[DIRECTIONS]
Please continue the passage below on GnRH and gonadotropin secretion, picking up after its final sentence.

[TEXT]
For normal reproduction, the principal hormone that allows gonadotropin secretion from the pituitary gland is the decapeptide GnRH (also known as luteinizing hormone–releasing hormone).21,59 Although GnRH is present in several hypothalamic regions, its greatest concentration is localized to the arcuate nucleus. The physiologic importance of this association is apparent from numerous observations that specific anatomic lesions within the arcuate nucleus result in hypogonadotropic hypogonadism secondary to either the absence of or deficiencies in gonadotropin secretion (see Chap. 8, Chap. 16 and Chap. 96).

GnRH from the arcuate nucleus is transported to the base of the hypothalamus, and more specifically to the median eminence, where it is released into the pituitary portal vascular bed (Fig. 95-9). This relatively closed vascular system directly links the hypothalamus to the pituitary and allows high concentrations of GnRH to affect pituitary gonadotropes directly without systemic passage. Thus, peripheral blood levels of GnRH and the other releasing hormones do not accurately reflect hypothalamic-pituitary interaction. Extremely high levels of GnRH may be present in the portal circulation when peripheral levels are undetectable.60

GnRH-secreting neurons in culture secrete GnRH in a pulsatile manner.61 Furthermore, it is apparent that GnRH must be provided to the pituitary gland in such a pulsatile manner to stimulate normal adult ovarian function and ovulation.62 The requirement for pulsatile GnRH presentation to the pituitary was proved when monkeys with endogenous GnRH secretion eliminated by selective placement of lesions in the hypothalamic arcuate nucleus were given replacement therapy with exogenous GnRH. GnRH given for 6 minutes every 60 minutes effectively induced ovulation and resulted in normal corpus luteum function.21 Continuously administered GnRH was ineffective in inducing ovulation.

[DATA LISTING]

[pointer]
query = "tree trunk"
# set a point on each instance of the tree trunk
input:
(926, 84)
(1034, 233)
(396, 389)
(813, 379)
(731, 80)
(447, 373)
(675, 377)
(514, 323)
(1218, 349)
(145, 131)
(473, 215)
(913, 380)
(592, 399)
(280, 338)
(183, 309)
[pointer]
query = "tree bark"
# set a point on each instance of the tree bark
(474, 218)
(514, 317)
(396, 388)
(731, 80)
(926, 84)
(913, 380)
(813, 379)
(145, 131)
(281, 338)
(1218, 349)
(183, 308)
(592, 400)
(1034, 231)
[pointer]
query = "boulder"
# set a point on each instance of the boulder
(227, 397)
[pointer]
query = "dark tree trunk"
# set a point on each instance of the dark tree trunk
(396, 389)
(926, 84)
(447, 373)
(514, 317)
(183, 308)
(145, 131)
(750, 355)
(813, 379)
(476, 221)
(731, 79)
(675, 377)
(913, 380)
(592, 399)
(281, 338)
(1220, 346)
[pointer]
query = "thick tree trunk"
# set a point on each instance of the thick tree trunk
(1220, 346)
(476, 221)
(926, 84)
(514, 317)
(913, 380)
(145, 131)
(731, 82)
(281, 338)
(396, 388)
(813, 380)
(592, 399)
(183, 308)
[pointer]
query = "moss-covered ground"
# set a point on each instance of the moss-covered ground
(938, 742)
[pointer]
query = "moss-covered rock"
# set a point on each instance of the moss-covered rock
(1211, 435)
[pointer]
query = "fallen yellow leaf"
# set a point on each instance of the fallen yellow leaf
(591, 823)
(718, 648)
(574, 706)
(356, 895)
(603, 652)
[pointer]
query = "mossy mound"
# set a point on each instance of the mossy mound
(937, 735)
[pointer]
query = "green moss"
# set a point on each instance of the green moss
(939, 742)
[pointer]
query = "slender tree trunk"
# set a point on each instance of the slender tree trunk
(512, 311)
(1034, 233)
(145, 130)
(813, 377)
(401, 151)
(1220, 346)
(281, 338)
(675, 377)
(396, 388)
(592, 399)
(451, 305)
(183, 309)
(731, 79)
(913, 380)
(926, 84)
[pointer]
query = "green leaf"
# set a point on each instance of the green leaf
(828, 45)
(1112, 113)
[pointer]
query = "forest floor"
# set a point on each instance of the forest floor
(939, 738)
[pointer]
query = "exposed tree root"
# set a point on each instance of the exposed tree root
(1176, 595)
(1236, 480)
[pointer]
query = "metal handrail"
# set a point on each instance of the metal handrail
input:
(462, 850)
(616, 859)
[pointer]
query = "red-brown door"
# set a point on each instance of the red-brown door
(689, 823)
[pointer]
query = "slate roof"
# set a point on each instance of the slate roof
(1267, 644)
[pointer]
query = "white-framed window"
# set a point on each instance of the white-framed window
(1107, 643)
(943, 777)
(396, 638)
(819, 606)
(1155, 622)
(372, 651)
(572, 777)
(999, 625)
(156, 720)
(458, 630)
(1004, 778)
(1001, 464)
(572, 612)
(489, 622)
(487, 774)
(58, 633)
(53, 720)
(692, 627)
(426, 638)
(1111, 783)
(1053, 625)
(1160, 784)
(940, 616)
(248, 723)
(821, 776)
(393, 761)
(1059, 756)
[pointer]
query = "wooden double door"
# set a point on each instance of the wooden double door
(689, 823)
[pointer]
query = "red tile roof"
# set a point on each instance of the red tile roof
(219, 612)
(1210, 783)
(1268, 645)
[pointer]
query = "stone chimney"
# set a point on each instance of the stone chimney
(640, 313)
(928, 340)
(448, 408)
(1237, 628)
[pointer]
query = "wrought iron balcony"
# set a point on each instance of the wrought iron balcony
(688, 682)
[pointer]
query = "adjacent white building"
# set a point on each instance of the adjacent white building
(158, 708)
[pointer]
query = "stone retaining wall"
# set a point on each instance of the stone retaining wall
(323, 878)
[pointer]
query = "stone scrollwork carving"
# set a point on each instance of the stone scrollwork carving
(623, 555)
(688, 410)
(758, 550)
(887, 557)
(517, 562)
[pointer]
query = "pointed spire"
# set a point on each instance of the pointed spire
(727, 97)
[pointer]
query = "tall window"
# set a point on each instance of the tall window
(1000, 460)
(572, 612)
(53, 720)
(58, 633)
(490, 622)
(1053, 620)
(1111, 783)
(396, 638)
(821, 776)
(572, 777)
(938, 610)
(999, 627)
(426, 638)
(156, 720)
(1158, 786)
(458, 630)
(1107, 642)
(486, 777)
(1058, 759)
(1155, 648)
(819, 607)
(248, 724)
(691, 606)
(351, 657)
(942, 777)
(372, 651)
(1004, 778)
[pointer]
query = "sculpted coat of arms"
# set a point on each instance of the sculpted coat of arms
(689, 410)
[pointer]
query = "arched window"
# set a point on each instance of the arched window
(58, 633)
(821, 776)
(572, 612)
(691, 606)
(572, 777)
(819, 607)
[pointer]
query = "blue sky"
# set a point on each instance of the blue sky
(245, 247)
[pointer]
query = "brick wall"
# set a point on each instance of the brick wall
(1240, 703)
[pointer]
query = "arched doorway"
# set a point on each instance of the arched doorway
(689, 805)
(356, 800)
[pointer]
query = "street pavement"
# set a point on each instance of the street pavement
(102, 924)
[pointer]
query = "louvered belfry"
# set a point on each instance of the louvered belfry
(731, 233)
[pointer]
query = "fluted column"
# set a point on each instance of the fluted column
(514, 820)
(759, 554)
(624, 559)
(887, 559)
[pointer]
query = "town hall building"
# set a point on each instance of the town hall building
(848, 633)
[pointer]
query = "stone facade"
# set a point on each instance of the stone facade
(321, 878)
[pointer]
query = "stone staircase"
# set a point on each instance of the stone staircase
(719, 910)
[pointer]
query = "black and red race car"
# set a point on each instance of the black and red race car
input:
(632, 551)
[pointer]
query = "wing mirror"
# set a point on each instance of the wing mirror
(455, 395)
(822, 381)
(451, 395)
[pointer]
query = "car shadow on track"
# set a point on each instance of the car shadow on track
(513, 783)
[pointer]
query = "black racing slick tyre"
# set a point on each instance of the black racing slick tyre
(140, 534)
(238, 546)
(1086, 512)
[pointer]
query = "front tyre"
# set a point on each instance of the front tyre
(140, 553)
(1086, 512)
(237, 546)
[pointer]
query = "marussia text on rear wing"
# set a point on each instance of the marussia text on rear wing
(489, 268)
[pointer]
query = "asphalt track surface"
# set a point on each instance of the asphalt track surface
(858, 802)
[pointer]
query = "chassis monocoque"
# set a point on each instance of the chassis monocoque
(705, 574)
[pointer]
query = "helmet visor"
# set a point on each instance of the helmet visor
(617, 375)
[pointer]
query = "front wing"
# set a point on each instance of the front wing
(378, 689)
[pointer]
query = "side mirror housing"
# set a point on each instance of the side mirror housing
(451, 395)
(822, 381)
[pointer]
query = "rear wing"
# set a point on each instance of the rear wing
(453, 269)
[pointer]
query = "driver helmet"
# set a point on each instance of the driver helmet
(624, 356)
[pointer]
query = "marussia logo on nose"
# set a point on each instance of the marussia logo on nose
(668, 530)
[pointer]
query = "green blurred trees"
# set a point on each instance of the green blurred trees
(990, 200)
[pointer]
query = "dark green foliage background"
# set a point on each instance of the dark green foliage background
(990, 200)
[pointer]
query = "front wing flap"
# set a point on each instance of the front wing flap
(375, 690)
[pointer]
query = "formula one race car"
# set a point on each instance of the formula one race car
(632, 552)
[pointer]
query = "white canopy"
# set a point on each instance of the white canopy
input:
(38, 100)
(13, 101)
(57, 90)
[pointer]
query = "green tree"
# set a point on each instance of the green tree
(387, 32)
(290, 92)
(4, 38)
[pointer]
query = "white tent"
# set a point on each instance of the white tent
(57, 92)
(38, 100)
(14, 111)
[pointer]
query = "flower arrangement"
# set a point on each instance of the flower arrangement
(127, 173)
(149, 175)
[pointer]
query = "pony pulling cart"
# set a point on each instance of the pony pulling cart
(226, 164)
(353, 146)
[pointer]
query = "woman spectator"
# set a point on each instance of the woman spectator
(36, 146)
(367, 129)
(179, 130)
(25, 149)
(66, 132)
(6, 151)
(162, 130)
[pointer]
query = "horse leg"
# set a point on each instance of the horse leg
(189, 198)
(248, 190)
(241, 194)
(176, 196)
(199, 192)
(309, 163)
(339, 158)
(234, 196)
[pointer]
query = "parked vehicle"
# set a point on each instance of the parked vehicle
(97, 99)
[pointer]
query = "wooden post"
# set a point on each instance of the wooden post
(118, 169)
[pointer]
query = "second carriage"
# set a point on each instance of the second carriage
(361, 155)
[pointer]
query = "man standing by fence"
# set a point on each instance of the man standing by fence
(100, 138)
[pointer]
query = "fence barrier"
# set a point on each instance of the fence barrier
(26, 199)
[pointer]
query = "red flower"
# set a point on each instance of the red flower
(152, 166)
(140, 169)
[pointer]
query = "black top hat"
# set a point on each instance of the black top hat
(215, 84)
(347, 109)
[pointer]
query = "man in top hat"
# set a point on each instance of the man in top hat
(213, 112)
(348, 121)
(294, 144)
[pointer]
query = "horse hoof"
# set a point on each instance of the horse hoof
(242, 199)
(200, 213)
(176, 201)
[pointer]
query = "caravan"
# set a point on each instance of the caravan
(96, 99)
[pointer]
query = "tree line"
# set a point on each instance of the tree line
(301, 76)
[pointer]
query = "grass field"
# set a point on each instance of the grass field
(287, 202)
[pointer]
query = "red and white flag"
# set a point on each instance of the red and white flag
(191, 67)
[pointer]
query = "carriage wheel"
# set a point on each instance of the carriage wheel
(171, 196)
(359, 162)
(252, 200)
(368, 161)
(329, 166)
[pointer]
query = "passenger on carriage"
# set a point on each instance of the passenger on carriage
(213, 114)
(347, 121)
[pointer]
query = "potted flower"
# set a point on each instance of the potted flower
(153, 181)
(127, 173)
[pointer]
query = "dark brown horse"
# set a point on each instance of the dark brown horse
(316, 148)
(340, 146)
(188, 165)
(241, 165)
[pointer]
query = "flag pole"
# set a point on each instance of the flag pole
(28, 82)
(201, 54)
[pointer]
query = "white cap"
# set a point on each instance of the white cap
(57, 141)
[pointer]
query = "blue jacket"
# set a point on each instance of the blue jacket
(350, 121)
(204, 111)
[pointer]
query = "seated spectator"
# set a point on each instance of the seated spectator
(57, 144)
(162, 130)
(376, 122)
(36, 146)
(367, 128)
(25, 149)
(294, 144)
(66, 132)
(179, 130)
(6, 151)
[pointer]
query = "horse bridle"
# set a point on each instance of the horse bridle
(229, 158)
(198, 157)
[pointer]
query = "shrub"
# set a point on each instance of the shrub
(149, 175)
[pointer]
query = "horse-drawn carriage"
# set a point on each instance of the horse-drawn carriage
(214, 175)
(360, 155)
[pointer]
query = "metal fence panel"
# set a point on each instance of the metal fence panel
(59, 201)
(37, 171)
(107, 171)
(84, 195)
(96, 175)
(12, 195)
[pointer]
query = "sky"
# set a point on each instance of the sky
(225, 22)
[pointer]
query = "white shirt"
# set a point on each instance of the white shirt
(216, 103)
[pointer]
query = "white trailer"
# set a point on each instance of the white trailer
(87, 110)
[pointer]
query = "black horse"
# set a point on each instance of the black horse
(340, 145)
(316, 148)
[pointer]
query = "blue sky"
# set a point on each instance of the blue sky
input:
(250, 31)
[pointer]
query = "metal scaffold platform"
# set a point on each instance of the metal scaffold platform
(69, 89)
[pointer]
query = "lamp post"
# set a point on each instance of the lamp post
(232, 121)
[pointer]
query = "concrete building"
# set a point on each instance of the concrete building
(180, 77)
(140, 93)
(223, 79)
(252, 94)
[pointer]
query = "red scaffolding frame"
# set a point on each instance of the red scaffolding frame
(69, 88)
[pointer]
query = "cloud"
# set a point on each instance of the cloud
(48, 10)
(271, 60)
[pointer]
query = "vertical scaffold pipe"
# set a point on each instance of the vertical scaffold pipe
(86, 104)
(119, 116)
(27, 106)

[ANSWER TO THIS TASK]
From the classic experimental model,21 it is clear that the frequency and amplitude of infused GnRH pulses alter the quantitative secretion of LH and FSH. Continuous GnRH infusion results in less gonadotropin secretion (so-called down-regulation), either because of occupation of all receptors so that stimulation is impossible or because of internalization of receptors such that there is overt refractoriness to stimulation.

Information about responsiveness to exogenous GnRH is being used clinically. With commercially available portable pump technology, exogenous GnRH can be administered at regular intervals (60–120 minutes) either intravenously or subcutaneously over a dose range of 1 to 20 μg per pulse to induce ovulation63,64 (see Chap. 97). Following an initial stimulation of gonadotropin secretion, long-acting GnRH agonists will, within 3 weeks of treatment, down-regulate gonadotropin release, creating a state termed reversible menopause.65,66 and 67 The use of GnRH antagonists has been limited by incidental activation of mast-cell receptors, causing histamine release. Newer-generation GnRH antagonists, however, show great promise, in producing much less mast-cell activation. Down-regulation with GnRH analogs can be used to treat steroid-dependent pathologic processes, including, among others, leiomyomas, endometriosis, hirsutism, precocious puberty, and dysfunctional uterine bleeding. Future applications of similar technologies may provide new strategies for female and male contraception (see Chap. 104 and Chap. 123).